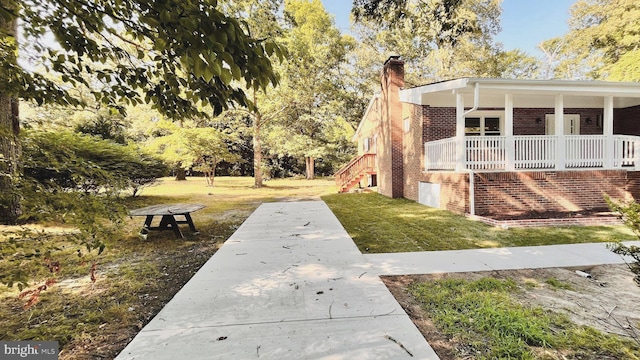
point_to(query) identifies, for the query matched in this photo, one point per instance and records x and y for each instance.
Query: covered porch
(533, 152)
(517, 125)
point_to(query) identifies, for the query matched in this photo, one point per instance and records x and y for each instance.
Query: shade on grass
(379, 224)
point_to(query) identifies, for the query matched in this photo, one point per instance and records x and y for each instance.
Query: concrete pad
(528, 257)
(367, 338)
(289, 284)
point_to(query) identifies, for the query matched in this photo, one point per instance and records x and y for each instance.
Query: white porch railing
(535, 152)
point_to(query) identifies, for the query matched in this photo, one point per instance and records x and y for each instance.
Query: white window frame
(366, 144)
(483, 115)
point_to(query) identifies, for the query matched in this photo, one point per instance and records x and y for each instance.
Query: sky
(525, 23)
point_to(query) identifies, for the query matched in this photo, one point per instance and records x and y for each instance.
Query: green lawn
(379, 224)
(482, 315)
(134, 278)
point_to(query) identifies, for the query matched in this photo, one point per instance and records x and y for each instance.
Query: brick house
(492, 147)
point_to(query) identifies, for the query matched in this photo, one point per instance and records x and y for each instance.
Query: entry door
(571, 124)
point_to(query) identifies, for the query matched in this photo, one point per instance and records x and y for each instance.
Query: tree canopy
(175, 54)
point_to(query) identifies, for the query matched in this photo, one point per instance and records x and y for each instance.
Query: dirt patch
(608, 301)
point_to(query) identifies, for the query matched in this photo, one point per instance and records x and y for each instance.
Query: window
(488, 124)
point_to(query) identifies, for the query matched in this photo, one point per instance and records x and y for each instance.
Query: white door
(571, 124)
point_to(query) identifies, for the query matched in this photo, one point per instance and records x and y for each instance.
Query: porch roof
(526, 93)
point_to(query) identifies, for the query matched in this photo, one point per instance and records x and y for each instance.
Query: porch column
(508, 132)
(559, 128)
(607, 131)
(461, 156)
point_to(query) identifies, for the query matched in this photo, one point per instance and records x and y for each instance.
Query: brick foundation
(558, 191)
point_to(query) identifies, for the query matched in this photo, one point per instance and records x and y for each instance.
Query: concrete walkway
(291, 284)
(527, 257)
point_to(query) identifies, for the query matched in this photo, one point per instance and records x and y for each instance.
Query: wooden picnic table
(168, 213)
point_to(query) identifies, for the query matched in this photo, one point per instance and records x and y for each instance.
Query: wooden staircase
(356, 170)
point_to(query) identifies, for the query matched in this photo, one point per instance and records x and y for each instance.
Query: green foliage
(63, 160)
(198, 148)
(174, 54)
(75, 180)
(482, 314)
(629, 213)
(311, 95)
(602, 41)
(438, 39)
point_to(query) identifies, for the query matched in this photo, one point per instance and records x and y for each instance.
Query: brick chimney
(390, 161)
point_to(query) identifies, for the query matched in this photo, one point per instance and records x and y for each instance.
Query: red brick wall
(525, 120)
(522, 192)
(390, 161)
(440, 123)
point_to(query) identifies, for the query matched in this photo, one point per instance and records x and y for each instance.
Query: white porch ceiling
(526, 93)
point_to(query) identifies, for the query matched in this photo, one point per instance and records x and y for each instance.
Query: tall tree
(438, 39)
(603, 41)
(9, 124)
(265, 22)
(311, 82)
(198, 148)
(181, 54)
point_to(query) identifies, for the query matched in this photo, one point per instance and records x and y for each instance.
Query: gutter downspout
(472, 194)
(476, 99)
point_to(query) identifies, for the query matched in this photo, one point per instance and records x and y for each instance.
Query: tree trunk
(310, 168)
(181, 174)
(212, 174)
(257, 146)
(9, 143)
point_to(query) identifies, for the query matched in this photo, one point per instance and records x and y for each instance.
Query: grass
(134, 278)
(379, 224)
(481, 315)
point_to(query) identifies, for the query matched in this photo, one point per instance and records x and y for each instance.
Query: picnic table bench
(168, 221)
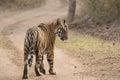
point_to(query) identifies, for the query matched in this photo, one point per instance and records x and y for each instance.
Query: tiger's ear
(64, 21)
(58, 21)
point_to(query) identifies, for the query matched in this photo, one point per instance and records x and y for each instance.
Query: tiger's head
(62, 29)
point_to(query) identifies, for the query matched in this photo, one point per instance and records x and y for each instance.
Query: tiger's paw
(52, 72)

........

_Problem description_:
Aside from its pictures, the listing must be given again in full, exactly as it appears.

_Response below_:
point_to(query) identifies, for the query matched in this photo, one point per instance and records x and y for each instance.
Query: covered porch
(533, 152)
(517, 125)
point_to(query) identifies, for the query matched in this photo, one point per instance and records x and y for each instance.
Query: shade on grass
(379, 224)
point_to(query) identifies, for the query matched in this photo, one point per instance and records x and y for each instance.
Query: concrete pad
(528, 257)
(367, 338)
(289, 284)
point_to(query) identifies, for the query matched in this photo, one point per instance and records x and y for each instance.
Query: white porch railing
(535, 152)
point_to(query) identifies, for the query matched in this photo, one point per instance and records x and y for each instance.
Query: white window frame
(366, 144)
(483, 115)
point_to(query) identifies, for the query matched in this photo, one point per instance and records x and y for each instance.
Query: sky
(525, 23)
point_to(query) identifies, for the query matched in this photo, one point per instance and records x and y for each instance.
Query: green lawn
(379, 224)
(482, 315)
(134, 278)
point_to(query) identifies, for the query matched in this photo, one point per instance and records x and y for each instance.
Query: brick house
(492, 147)
point_to(query) identifies, for the query matched in this photo, one point per instance and records x and y for each instance.
Query: entry door
(571, 124)
point_to(query) identifies, for the query matched in this photo, one point per instance and records x and y for each instance.
Query: tree canopy
(175, 54)
point_to(query) identifies, for the query matched in this photo, one point per instance and records x and y for each instance.
Query: dirt patch
(608, 301)
point_to(query) identifies, for the query matched in this photo, one point per instance and records x and y for each instance.
Query: window
(488, 124)
point_to(query) identifies, for the query matched in this photo, one point per instance and records x and y for each instance.
Query: white door
(571, 124)
point_to(query) identifies, for the query matched in this photo, one point per instance and records x and y for each instance.
Query: porch roof
(526, 93)
point_to(query) identifies, for the query matched in this photo, one point per instance and records x and y for each instance.
Query: porch column
(508, 132)
(559, 128)
(607, 131)
(461, 156)
point_to(query) identifies, for the query matched in this photo, one point per instance and records x and y for each instance.
Query: brick foundation
(558, 191)
point_to(query) identifies, for the query matched in this photo, one point per instance and records x and y for each instance.
Query: concrete walkway
(291, 284)
(527, 257)
point_to(query) identifies, for the query matched in this photo, one point per instance and records x and y for each instance.
Query: wooden picnic table
(168, 213)
point_to(query) identifies, for the query matched in this photo, one point per instance and records x and y for each instance.
Query: wooden staircase
(356, 170)
point_to(query) identifies, for the query matched in this photo, one point per instance and records x and y for each instance.
Query: green foliage
(63, 160)
(198, 148)
(174, 54)
(75, 180)
(482, 314)
(629, 213)
(311, 95)
(602, 41)
(438, 39)
point_to(query) identifies, for the query matched in this photo, one point per instance and records x and y for each instance.
Query: brick chimney
(390, 161)
point_to(query) identifies, for the query matched in this photo, one point per instance and records x and y for each instance.
Query: red brick wall
(525, 120)
(522, 192)
(390, 161)
(440, 123)
point_to(query) identifies, for the query matched in this photo, one point per instance and records x and y for each instance.
Query: white porch ceiling
(526, 93)
point_to(query) identifies, for the query matched in this photo, one point per instance and records x and y for each instance.
Query: tall tree
(438, 39)
(603, 41)
(9, 124)
(265, 22)
(311, 82)
(198, 148)
(181, 54)
point_to(query) identifies, for the query matched in this photo, one point per instance and records x and y for each instance.
Query: gutter downspout
(472, 194)
(476, 99)
point_to(query) identifies, for the query matched in this photo, one point per instance and records x and y for each instance.
Query: tree trunk
(310, 168)
(181, 174)
(212, 174)
(257, 146)
(9, 143)
point_to(query) identifies, for the query matched in this photo, one point per instance and records x and y for each instance.
Query: grass
(134, 278)
(379, 224)
(481, 315)
point_to(query) identifies, for the query matched in this photo, one point per instance and records x and y for each instance.
Query: picnic table bench
(168, 221)
point_to(query) identifies, for the query matched in this photo, one point per instance and records x and y for each instance.
Query: tiger's ear
(64, 21)
(58, 21)
point_to(query) identifies, for the query matched in this photo, one point per instance and records x and y for each instance.
Query: tiger's head
(62, 29)
point_to(query) identifies, for the query matched in this photo, one point per instance and records x and y for each instance.
Query: tiger's paw
(52, 72)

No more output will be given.